▶ Your objective:
Quote the items verbatim, beginning at the line containing "the man's fingers" and continuing through the line containing "column 81, row 217".

+++ The input

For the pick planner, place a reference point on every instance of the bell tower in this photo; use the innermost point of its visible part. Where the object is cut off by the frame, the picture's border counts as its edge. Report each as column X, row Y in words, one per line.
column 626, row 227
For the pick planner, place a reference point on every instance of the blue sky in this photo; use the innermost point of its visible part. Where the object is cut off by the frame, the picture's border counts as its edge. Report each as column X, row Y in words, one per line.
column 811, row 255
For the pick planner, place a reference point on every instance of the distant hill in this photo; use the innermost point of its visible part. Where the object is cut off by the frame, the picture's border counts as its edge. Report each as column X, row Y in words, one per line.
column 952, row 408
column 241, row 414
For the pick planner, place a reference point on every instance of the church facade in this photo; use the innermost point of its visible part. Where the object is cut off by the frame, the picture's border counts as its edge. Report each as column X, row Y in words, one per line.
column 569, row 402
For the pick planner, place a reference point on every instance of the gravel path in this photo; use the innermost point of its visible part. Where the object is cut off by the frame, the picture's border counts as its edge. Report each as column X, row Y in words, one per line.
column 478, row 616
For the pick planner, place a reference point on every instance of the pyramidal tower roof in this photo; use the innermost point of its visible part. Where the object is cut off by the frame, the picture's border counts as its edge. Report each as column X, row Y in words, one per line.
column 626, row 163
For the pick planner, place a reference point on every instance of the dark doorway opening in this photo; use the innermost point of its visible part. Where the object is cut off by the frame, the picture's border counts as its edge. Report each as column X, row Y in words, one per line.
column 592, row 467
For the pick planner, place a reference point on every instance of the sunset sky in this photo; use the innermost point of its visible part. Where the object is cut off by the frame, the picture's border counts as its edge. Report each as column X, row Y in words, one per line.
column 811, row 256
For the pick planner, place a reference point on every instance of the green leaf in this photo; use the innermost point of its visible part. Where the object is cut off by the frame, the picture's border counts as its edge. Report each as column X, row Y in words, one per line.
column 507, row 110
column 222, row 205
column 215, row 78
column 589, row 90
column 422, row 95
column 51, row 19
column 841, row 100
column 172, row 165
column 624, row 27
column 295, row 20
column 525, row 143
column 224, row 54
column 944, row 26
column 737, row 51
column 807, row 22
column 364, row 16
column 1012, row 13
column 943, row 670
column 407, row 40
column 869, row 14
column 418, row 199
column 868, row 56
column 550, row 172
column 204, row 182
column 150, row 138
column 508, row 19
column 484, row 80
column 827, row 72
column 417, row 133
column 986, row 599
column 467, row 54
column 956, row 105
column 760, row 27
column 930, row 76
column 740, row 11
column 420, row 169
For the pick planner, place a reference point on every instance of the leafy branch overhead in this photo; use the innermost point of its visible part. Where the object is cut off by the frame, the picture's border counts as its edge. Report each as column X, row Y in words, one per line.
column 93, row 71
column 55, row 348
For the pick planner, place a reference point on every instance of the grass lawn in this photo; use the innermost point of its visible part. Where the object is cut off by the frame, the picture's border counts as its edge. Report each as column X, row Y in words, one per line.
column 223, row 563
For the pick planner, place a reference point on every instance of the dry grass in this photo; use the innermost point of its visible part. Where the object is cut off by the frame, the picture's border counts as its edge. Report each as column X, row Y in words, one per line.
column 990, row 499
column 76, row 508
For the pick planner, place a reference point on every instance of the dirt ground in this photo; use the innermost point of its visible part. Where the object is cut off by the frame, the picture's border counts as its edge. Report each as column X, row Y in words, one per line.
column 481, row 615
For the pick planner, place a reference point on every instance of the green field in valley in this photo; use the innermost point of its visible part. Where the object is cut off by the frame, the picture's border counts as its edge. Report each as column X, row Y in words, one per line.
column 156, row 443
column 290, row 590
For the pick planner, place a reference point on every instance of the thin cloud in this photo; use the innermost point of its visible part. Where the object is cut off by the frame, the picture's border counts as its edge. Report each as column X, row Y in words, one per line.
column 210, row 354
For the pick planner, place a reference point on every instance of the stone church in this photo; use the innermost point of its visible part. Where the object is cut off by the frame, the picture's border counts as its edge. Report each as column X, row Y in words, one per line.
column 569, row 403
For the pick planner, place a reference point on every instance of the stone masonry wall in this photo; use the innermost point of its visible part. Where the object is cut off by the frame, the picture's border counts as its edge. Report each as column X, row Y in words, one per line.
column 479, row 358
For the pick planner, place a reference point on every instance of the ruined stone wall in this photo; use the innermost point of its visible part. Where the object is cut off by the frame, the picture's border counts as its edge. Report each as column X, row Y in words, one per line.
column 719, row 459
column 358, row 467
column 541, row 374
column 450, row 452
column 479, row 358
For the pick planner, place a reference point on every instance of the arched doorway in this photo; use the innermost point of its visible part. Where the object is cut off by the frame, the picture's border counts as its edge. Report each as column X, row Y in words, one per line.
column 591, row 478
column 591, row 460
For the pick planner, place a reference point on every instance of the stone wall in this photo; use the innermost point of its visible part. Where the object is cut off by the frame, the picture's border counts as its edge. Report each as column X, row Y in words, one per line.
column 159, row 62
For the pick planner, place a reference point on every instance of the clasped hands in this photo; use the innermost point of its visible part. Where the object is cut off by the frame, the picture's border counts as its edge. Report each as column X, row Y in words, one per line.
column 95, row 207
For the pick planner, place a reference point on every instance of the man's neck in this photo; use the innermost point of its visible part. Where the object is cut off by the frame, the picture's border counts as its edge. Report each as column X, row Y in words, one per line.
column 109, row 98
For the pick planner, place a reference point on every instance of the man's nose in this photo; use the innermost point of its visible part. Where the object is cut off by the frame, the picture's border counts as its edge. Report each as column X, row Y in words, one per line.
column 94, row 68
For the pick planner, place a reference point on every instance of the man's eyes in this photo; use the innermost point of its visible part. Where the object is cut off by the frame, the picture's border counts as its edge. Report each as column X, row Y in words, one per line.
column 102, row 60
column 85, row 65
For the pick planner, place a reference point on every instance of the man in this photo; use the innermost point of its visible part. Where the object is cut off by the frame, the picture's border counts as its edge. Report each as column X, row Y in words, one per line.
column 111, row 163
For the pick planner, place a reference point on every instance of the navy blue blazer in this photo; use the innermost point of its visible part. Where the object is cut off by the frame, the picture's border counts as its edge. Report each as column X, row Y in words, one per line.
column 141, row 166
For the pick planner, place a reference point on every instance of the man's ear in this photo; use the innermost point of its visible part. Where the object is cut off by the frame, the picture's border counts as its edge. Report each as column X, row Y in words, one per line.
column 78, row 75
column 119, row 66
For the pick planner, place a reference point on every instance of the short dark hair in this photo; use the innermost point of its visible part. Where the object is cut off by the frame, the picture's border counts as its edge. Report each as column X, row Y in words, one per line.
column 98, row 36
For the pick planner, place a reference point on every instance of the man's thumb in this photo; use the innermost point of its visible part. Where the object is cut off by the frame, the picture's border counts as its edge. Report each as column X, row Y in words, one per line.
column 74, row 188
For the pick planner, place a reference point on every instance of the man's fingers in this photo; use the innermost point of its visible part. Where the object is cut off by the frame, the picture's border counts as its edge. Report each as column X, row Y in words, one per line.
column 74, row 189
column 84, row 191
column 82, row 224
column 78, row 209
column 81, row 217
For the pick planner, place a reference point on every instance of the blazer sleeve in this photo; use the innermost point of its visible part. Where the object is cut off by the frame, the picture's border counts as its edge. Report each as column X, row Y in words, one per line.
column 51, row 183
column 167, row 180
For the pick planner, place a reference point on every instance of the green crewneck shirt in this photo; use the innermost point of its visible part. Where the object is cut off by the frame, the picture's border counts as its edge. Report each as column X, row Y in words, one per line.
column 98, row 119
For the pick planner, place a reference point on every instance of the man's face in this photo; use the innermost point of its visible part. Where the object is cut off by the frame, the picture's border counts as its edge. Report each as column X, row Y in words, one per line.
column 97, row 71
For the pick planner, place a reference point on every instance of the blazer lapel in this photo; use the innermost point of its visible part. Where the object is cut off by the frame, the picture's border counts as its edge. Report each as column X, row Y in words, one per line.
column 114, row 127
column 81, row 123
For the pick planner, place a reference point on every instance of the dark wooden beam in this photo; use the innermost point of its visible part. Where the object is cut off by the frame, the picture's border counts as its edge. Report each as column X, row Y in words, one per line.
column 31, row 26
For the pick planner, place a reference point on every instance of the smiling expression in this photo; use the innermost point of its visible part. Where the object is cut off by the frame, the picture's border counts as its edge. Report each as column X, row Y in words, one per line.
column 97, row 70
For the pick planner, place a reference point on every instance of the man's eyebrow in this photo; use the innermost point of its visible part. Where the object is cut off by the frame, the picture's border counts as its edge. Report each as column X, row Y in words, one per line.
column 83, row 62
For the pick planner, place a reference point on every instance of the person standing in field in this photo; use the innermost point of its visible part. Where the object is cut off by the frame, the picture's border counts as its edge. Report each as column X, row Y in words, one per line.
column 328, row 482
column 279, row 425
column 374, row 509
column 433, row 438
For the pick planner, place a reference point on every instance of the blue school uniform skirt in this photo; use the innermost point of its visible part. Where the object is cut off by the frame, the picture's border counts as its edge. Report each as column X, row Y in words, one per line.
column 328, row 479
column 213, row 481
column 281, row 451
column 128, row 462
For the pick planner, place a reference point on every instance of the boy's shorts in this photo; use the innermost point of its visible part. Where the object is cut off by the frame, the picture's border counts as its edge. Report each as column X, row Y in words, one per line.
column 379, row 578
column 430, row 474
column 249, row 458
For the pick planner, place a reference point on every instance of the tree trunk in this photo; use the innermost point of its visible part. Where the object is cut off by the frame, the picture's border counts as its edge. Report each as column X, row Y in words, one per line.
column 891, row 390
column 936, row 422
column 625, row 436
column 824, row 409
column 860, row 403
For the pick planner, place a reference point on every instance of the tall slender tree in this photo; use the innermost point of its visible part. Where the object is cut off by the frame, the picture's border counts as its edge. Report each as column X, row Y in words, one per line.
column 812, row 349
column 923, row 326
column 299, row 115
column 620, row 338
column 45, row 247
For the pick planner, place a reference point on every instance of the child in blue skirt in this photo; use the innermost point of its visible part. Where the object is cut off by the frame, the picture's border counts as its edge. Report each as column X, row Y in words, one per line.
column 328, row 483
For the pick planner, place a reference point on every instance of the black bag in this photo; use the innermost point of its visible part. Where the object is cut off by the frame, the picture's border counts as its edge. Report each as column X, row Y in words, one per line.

++++++

▶ Full response:
For the pick planner, place a reference point on every instance of the man's fingers in this photo; use the innermost point of its visible part. Where the object is cut off by the frame, the picture's border counts as its edge. Report each as column X, row Y in words, one per line.
column 74, row 189
column 84, row 191
column 82, row 224
column 78, row 209
column 81, row 217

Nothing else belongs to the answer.